As a country nestled close to the equator, agriculture, fishing, and mining are Guyana’s most important economic activities, with sugar, rice and gold production accounting for 70 to 75 percent of export earnings. The Guyana Sugar Corporation (Guysuco) employs more people than any other industry and is responsible for 20 percent of the country’s annual revenue. Almost 85 percent of Guyana’s production is exported to the European Economic Community (EEC). With one of the lowest GDPs in the western hemisphere, Guyana overhauled the tax code and implemented value-added tax (VAT) in 2007. Since then, the significant additional funds garnered from VAT have enabled the government to expand public spending, boosting the economy.
Along the foreshore of the coastal plain is a seawall, a 280-mile sea defense system that protects the plain from flooding since much of the area is below sea level by almost six feet. Along the coast is a string of sluices, or ‘kokers,’ built by the Dutch master builders of sea defense, that are used to control water levels and flow rates in rivers and canals during high and low tides. Construction began in 1855, with intermittent work continuing to the present day to combat erosion and occasional breaches. Over time, the seawall has become an advertisement haven and a popular hangout spot and past time for many Guyanese, as the wall offers a beautiful view of the Atlantic Ocean with lush, cool breezes. On the weekends, the wall attracts large crowds who tread the wall to relax, picnic, jog or enjoy a fête.
┄┄┄┄┄┄
_Objective_: In the Guyana text, change "seawall" to "sea wall" and give the part starting with "Along the foreshore" and going on through "enjoy a fête.". The listing after this text is not needed for any of the work.
┄┄┄┄┄┄
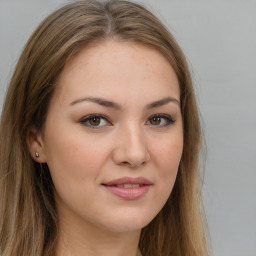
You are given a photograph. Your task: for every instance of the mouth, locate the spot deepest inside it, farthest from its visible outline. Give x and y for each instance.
(128, 188)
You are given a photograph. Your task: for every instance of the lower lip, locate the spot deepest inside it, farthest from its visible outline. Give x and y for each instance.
(128, 193)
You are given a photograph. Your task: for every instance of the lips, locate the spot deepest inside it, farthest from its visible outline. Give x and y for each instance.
(128, 188)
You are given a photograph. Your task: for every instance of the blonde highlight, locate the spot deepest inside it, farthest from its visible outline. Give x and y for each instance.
(28, 219)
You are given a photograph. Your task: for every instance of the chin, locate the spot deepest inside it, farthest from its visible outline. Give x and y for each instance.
(127, 223)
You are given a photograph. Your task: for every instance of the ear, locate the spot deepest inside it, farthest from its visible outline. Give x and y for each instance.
(35, 145)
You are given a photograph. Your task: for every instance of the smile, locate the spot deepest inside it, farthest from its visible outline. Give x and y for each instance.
(128, 188)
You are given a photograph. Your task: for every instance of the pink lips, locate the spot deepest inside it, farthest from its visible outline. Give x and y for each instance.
(128, 188)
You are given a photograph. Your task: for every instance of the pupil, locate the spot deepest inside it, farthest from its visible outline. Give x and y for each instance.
(156, 120)
(95, 121)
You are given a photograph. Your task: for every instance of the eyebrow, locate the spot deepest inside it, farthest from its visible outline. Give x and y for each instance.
(111, 104)
(100, 101)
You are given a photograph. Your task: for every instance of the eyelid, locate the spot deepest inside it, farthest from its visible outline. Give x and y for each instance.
(169, 119)
(84, 119)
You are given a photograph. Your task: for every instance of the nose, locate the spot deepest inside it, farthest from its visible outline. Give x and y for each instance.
(131, 147)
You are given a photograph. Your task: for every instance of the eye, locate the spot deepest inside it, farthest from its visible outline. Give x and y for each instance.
(160, 120)
(95, 121)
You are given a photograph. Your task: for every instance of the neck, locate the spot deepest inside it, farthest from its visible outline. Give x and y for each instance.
(76, 239)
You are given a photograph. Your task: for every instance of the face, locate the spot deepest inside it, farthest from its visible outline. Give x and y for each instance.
(113, 136)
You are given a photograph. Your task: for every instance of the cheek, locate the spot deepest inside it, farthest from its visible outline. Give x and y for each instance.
(74, 157)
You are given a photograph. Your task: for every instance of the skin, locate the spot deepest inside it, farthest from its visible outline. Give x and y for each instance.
(83, 153)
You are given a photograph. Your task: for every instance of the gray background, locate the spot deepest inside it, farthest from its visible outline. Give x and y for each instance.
(219, 40)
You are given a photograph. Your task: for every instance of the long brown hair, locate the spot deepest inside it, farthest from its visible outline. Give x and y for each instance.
(28, 219)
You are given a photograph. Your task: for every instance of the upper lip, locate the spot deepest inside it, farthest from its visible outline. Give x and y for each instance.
(128, 180)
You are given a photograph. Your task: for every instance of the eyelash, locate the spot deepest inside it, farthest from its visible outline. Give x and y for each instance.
(85, 121)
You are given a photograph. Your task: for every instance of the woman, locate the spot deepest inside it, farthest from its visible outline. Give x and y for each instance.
(100, 139)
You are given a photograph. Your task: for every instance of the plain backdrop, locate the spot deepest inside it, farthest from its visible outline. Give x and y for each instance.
(219, 40)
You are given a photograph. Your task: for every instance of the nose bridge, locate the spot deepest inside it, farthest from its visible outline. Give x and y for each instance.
(132, 145)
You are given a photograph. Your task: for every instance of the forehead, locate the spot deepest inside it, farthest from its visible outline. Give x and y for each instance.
(118, 67)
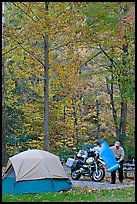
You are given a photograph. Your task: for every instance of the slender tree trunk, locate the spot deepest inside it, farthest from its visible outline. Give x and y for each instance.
(114, 112)
(46, 98)
(75, 123)
(98, 123)
(3, 95)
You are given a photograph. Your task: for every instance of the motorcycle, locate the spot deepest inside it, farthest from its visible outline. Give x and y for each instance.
(88, 163)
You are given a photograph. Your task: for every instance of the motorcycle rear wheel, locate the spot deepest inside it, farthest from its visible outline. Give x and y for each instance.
(75, 175)
(99, 174)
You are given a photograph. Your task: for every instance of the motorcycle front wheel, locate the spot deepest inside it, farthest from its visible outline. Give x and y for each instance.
(99, 174)
(75, 175)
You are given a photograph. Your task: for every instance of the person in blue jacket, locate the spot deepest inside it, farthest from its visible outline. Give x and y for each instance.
(118, 152)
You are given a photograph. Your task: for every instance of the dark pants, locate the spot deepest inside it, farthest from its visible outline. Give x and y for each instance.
(120, 173)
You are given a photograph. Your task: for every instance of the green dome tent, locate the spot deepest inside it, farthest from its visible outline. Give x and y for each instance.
(34, 171)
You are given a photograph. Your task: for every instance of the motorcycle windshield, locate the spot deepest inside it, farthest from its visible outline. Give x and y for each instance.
(108, 157)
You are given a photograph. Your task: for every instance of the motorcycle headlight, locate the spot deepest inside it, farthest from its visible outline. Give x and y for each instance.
(90, 160)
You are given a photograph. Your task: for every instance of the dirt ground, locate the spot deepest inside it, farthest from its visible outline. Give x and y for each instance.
(105, 183)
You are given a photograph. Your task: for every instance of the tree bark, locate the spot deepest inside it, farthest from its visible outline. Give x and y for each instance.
(114, 112)
(46, 97)
(3, 95)
(98, 123)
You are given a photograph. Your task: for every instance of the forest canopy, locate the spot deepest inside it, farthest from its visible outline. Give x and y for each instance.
(68, 75)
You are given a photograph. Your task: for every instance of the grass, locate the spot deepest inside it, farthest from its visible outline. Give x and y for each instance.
(78, 194)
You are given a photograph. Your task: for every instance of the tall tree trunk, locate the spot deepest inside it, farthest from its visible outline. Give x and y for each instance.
(75, 122)
(98, 122)
(114, 112)
(46, 98)
(3, 94)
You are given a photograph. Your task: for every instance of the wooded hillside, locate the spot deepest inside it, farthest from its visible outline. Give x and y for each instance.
(68, 75)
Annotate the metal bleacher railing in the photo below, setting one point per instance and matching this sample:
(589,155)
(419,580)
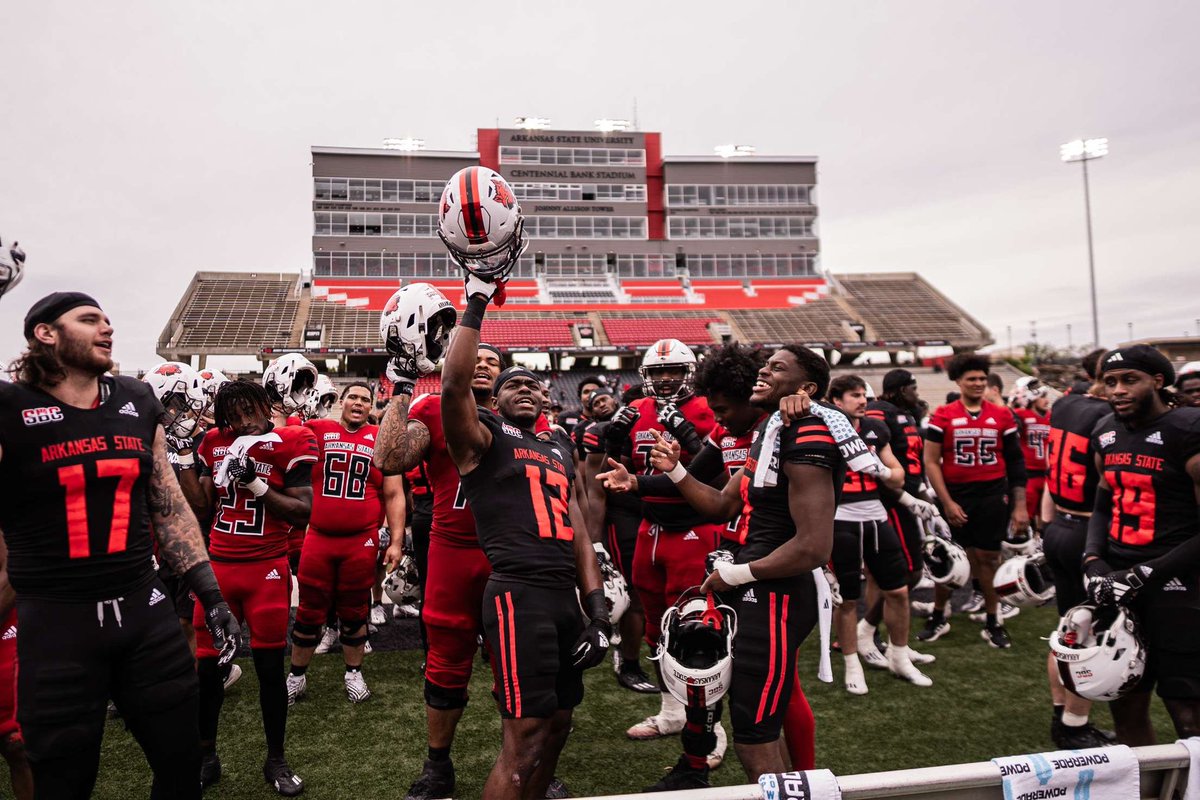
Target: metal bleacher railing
(1163,770)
┄┄┄┄┄┄
_Problem solution_:
Along the foreshore of the coastal plain is a sea wall, a 280-mile sea defense system that protects the plain from flooding since much of the area is below sea level by almost six feet. Along the coast is a string of sluices, or ‘kokers,’ built by the Dutch master builders of sea defense, that are used to control water levels and flow rates in rivers and canals during high and low tides. Construction began in 1855, with intermittent work continuing to the present day to combat erosion and occasional breaches. Over time, the sea wall has become an advertisement haven and a popular hangout spot and past time for many Guyanese, as the wall offers a beautiful view of the Atlantic Ocean with lush, cool breezes. On the weekends, the wall attracts large crowds who tread the wall to relax, picnic, jog or enjoy a fête.